- The records:

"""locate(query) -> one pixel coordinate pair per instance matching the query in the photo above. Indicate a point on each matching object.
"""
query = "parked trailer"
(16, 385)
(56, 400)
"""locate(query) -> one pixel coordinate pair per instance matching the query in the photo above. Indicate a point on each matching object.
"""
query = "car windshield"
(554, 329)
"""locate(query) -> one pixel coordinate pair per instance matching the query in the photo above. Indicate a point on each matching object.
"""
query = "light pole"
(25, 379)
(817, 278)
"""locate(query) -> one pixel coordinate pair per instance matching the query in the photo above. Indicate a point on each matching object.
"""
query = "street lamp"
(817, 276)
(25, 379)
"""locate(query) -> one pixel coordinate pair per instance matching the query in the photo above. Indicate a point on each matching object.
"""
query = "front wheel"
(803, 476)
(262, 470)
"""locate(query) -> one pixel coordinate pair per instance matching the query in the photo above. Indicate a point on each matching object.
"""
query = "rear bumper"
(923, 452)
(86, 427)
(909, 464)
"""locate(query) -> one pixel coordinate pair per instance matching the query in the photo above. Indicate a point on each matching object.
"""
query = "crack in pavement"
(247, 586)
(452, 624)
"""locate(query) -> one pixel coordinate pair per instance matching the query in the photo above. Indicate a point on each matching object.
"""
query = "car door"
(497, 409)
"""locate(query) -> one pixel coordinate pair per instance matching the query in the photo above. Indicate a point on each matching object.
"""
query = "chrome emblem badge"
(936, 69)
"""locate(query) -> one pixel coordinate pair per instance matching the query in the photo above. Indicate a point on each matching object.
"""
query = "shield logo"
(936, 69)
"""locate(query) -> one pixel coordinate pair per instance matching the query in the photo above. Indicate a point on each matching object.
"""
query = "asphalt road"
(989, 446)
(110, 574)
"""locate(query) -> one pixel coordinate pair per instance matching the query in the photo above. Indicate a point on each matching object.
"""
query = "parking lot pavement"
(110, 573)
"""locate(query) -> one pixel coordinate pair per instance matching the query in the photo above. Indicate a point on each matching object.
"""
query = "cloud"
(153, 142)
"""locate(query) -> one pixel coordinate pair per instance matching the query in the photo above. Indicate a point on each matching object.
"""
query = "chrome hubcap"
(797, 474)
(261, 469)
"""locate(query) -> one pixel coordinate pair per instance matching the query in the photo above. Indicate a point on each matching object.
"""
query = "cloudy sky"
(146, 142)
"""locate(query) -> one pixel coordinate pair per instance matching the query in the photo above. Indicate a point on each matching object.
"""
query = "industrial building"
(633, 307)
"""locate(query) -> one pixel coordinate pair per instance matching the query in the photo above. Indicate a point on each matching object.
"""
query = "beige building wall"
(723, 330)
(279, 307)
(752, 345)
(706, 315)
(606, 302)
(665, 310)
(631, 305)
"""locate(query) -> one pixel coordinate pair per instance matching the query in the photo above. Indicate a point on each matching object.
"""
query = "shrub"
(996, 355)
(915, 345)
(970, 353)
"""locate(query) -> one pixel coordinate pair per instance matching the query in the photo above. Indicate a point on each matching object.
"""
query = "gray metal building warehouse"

- Task directions: Extract each line from the items above that contains the word "pavement".

- Response to this task:
query = "crack in pavement"
query = "parking lot pavement"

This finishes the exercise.